━━━ Okuma parçası ━━━

CHP’li Önal yaptığı basın açıklamasında şu ifadelere yer verdi;
AKP iktidarı tarafından TBMM’ ye getirilen Öğretmenlik Meslek Kanunu teklifi Genel Kurul da kabul edilerek yasalaştı.
Ancak bu kanun hiçbir eğitim geçmişi olmayan birkaç bürokrat tarafından kapalı kapılar arkasında hazırlanmış, Meclise sunulmuş, iktidar partisi ve ortağının oyları ile kabul edilmiştir. Başta Öğretmen Sendikaları olmak üzere konunun hiçbir paydaşının görüşü alınmadan, bir oldu bitti ile Meclise getirilen bu kanun başından itibaren aslında yok hükmündedir.
Kanun görüşmelerinde Komisyona gelerek görüşünü beyan eden Öğretmen Sendikalarının tamamı bu kanun teklifine karşı çıkmasına rağmen, yüzbinlerce üyesi olan bu sendikaların itirazları dikkate bile alınmamıştır. Milyonlarca eğitimciyi doğrudan etkileyen bu kanun bir dayatma ile kabul edilmiştir.

━━━

Verilen görev A =>
Aşağıdaki listede "wooden" kelimesini içeren her satırı göster. Büyük ve küçük harf farkı dikkate alınmalıdır.

━━━ Veri bölümü ━━━

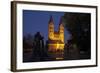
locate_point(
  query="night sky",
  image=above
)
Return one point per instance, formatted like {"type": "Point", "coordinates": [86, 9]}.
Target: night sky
{"type": "Point", "coordinates": [34, 21]}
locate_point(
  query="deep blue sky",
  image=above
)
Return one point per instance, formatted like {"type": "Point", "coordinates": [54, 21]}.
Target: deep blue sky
{"type": "Point", "coordinates": [34, 21]}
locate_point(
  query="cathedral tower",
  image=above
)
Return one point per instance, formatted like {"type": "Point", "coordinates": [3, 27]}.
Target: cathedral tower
{"type": "Point", "coordinates": [51, 28]}
{"type": "Point", "coordinates": [61, 31]}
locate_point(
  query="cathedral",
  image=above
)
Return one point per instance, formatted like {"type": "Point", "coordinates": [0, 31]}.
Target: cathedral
{"type": "Point", "coordinates": [55, 38]}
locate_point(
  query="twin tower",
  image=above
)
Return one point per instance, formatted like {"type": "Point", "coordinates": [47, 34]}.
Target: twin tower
{"type": "Point", "coordinates": [55, 38]}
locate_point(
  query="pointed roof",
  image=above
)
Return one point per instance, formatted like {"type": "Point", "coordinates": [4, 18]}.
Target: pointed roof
{"type": "Point", "coordinates": [51, 19]}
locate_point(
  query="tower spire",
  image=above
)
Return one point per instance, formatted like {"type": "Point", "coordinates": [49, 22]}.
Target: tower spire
{"type": "Point", "coordinates": [60, 21]}
{"type": "Point", "coordinates": [51, 19]}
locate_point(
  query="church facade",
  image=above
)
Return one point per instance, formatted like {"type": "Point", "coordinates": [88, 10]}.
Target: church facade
{"type": "Point", "coordinates": [55, 38]}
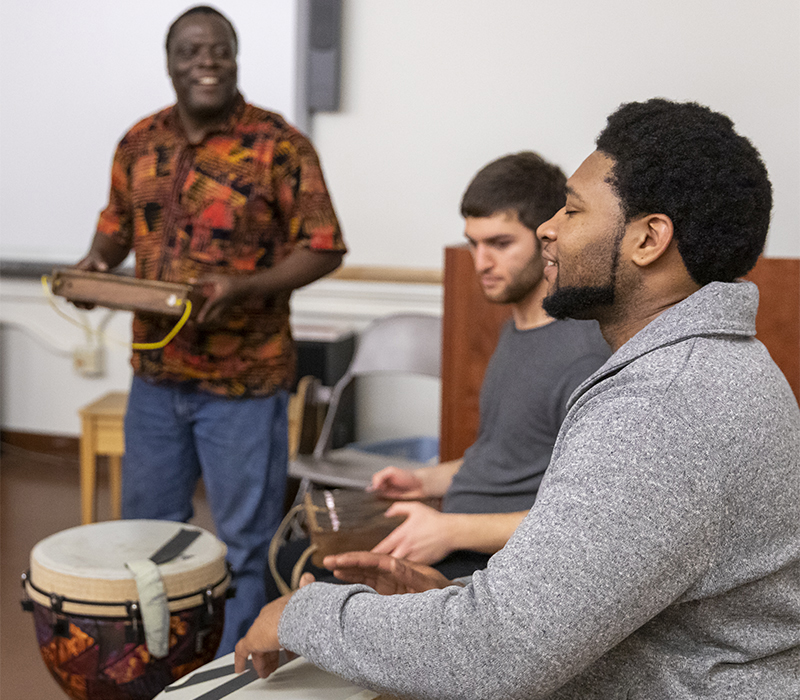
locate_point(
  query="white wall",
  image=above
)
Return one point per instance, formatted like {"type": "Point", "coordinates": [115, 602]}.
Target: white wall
{"type": "Point", "coordinates": [434, 89]}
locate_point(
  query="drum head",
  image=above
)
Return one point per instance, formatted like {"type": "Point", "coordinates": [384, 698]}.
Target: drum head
{"type": "Point", "coordinates": [87, 563]}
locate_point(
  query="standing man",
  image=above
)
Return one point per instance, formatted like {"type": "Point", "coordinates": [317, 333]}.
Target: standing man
{"type": "Point", "coordinates": [215, 191]}
{"type": "Point", "coordinates": [662, 556]}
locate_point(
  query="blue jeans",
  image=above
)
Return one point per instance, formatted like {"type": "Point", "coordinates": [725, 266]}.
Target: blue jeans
{"type": "Point", "coordinates": [173, 436]}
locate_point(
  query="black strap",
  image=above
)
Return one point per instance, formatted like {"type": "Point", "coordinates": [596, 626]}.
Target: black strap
{"type": "Point", "coordinates": [231, 686]}
{"type": "Point", "coordinates": [175, 546]}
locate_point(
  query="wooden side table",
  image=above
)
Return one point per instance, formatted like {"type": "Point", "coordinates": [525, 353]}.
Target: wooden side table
{"type": "Point", "coordinates": [102, 434]}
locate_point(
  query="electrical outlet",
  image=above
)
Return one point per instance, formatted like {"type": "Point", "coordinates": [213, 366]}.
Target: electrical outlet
{"type": "Point", "coordinates": [89, 361]}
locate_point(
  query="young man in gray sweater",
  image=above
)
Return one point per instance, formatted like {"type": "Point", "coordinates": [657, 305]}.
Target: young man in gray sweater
{"type": "Point", "coordinates": [661, 558]}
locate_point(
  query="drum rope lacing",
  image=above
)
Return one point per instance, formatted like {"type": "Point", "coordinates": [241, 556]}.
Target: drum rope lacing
{"type": "Point", "coordinates": [26, 579]}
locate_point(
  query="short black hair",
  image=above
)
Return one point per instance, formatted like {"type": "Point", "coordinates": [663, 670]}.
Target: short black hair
{"type": "Point", "coordinates": [521, 183]}
{"type": "Point", "coordinates": [686, 161]}
{"type": "Point", "coordinates": [202, 10]}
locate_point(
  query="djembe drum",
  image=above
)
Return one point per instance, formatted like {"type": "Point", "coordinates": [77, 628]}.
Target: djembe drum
{"type": "Point", "coordinates": [124, 608]}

━━━

Verilen görev B =>
Yukarıdaki okuma parçasında "Kanun görüşmelerinde Komisyona" ifadesinden başlayıp "dayatma ile kabul edilmiştir." ifadesi de dâhil olmak üzere o ifadeye kadar uzanan bölümü aynen yazdır.

Örnek cevap A =>
  query="wooden side table",
Target: wooden side table

Örnek cevap B =>
Kanun görüşmelerinde Komisyona gelerek görüşünü beyan eden Öğretmen Sendikalarının tamamı bu kanun teklifine karşı çıkmasına rağmen, yüzbinlerce üyesi olan bu sendikaların itirazları dikkate bile alınmamıştır. Milyonlarca eğitimciyi doğrudan etkileyen bu kanun bir dayatma ile kabul edilmiştir.